# Given problem
Copy out the records exactly as they stand, starting at the first line and ending at the line that contains "259], [212, 400]]", with both ends included.

# Point annotation dataset records
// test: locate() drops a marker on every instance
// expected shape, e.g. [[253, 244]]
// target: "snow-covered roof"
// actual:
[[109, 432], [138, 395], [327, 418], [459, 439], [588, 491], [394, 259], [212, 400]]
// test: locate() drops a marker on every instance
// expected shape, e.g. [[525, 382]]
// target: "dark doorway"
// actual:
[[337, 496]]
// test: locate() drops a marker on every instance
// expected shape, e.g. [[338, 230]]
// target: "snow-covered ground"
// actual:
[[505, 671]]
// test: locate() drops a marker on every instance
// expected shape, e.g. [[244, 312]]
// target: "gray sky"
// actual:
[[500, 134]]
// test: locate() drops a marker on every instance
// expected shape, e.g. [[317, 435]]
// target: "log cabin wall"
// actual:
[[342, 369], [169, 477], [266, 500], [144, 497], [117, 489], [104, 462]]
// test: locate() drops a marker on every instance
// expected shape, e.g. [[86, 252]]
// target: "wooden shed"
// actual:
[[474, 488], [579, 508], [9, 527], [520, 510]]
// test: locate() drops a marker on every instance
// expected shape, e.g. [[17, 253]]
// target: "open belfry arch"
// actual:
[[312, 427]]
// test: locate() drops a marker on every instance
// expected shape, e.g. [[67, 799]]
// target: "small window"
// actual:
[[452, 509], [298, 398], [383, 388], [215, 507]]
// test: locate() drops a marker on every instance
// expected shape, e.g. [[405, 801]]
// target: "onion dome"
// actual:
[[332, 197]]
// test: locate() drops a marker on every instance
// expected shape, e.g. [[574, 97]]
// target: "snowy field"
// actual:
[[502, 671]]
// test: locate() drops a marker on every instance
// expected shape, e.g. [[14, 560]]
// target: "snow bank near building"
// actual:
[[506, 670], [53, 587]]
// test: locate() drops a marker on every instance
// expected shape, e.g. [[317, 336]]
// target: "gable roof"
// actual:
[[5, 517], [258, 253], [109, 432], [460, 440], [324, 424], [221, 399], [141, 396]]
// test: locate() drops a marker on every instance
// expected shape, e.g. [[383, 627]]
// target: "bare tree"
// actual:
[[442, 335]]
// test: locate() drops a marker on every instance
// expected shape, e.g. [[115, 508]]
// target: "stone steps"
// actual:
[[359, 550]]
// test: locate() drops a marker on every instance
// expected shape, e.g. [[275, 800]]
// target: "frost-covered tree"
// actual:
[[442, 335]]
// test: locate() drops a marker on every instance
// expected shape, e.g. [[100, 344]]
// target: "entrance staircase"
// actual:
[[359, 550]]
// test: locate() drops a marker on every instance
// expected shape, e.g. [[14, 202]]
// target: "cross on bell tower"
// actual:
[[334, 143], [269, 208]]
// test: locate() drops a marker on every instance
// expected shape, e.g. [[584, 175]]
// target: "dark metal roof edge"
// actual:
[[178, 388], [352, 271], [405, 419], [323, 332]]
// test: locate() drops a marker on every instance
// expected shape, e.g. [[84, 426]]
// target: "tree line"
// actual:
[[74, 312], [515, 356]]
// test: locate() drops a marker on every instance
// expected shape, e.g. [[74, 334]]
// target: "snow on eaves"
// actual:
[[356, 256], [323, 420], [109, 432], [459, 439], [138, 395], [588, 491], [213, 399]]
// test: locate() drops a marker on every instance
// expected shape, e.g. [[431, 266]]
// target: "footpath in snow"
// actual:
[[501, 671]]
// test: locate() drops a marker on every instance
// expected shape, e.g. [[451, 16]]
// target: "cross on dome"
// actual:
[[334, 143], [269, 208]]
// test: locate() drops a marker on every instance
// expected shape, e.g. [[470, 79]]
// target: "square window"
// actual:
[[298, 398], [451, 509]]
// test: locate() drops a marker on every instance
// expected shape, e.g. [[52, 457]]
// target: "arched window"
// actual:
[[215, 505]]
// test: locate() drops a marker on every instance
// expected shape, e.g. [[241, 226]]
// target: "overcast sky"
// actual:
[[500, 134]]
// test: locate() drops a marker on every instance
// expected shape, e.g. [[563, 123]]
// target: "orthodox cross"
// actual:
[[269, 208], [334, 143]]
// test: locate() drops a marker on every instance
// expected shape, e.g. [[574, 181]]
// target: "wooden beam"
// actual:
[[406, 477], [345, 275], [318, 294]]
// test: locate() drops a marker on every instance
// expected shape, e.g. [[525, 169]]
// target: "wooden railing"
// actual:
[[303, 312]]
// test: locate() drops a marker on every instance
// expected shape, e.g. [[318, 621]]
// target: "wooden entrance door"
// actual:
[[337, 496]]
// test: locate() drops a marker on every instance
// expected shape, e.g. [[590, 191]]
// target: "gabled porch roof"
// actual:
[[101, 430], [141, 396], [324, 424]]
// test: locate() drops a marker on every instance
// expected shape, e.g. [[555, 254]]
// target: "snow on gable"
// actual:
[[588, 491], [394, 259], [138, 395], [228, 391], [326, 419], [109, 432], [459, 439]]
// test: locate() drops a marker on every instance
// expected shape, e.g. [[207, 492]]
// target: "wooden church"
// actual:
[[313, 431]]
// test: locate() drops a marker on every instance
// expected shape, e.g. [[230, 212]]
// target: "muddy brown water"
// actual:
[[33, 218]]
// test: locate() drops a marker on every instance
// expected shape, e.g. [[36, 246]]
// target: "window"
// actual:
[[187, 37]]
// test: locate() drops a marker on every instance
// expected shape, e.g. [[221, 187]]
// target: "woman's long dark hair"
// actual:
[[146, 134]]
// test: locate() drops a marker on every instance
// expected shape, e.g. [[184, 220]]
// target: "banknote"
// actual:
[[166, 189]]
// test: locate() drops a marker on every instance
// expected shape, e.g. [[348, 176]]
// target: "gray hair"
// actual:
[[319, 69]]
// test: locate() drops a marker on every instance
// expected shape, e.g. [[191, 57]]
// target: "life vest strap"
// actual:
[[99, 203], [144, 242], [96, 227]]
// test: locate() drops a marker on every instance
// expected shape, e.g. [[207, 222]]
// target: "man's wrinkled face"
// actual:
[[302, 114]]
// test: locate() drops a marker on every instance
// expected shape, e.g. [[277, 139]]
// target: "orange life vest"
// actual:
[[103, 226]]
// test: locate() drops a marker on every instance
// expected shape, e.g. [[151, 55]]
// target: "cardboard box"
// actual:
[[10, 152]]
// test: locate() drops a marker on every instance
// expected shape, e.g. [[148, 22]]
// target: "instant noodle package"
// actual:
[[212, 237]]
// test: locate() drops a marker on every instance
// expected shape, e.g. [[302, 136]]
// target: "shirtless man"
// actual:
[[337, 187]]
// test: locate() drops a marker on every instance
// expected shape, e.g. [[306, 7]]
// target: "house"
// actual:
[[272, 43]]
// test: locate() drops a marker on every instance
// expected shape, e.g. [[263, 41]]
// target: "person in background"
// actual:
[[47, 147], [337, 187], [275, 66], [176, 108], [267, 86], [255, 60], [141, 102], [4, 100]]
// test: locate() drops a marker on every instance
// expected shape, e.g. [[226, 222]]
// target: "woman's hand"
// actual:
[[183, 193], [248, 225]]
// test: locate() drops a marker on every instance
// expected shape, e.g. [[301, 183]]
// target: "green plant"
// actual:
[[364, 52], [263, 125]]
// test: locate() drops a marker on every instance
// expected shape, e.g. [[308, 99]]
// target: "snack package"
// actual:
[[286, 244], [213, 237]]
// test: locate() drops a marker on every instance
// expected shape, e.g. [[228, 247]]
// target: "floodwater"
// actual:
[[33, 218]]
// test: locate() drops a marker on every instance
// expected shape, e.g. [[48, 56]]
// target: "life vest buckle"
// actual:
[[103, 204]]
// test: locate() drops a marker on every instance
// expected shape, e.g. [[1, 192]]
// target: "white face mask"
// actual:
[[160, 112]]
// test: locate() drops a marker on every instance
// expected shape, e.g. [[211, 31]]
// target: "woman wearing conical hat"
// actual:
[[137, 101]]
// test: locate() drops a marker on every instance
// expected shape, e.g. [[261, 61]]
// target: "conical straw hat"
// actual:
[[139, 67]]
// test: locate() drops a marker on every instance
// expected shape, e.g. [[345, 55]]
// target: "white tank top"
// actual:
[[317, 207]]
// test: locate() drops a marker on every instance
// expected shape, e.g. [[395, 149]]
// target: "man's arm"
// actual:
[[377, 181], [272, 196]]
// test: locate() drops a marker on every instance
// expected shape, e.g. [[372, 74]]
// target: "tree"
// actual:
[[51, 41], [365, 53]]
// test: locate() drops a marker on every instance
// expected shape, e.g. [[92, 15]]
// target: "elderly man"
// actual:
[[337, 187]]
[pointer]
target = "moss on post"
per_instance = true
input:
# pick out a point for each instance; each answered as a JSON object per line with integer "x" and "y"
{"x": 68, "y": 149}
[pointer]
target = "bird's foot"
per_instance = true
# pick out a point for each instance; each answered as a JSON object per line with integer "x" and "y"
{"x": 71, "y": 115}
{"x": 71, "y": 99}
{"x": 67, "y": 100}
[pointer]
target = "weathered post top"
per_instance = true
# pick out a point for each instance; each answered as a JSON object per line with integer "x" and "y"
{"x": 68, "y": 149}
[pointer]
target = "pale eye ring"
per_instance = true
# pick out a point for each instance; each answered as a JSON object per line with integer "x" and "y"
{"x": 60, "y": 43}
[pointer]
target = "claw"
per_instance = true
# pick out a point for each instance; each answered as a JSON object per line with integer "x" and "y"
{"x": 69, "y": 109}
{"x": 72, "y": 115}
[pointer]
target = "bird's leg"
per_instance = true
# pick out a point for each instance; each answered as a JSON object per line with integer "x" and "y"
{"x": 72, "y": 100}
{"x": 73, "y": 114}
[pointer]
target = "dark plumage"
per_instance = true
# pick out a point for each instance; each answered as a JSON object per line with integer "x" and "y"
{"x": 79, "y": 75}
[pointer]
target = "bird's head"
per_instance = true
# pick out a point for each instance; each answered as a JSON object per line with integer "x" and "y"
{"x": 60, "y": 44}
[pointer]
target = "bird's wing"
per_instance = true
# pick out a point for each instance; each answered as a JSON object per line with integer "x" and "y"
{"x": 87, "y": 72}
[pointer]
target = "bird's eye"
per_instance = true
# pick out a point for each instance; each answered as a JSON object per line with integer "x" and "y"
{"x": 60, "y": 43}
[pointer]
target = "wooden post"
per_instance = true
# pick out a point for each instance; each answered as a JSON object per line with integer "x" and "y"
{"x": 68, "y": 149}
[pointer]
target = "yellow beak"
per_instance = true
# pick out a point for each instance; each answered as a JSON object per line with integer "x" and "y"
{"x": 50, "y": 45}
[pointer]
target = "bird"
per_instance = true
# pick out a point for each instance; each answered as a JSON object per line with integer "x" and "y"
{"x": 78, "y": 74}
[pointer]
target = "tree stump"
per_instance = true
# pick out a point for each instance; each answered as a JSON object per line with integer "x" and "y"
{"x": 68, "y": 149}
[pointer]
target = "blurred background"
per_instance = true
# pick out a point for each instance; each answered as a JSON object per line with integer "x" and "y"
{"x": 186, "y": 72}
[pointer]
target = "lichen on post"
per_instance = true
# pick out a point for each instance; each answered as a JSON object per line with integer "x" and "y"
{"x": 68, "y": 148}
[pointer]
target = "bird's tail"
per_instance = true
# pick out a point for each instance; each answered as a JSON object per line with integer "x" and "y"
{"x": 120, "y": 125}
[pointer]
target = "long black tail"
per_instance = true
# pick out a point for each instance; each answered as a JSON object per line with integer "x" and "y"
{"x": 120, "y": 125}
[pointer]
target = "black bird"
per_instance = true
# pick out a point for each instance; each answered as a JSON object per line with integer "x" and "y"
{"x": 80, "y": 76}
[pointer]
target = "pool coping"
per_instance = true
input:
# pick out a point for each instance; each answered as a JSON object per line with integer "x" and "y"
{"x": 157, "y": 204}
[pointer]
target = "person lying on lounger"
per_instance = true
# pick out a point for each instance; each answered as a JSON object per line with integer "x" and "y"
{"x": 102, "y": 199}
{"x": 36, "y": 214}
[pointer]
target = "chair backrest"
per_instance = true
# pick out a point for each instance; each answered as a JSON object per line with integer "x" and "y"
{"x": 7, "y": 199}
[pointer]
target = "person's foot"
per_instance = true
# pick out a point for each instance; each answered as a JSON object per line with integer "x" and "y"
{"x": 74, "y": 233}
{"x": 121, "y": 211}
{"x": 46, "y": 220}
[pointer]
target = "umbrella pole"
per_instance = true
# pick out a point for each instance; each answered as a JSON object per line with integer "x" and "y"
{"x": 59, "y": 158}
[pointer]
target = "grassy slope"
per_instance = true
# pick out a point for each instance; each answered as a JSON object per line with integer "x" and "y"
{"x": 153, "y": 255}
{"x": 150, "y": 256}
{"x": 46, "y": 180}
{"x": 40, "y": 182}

# Full response
// test: locate() drops a marker on every instance
// expected shape, e.g. [[253, 244]]
// target: "snow-covered roof"
// actual:
[[109, 432], [138, 395], [327, 418], [459, 439], [588, 491], [394, 259], [212, 400]]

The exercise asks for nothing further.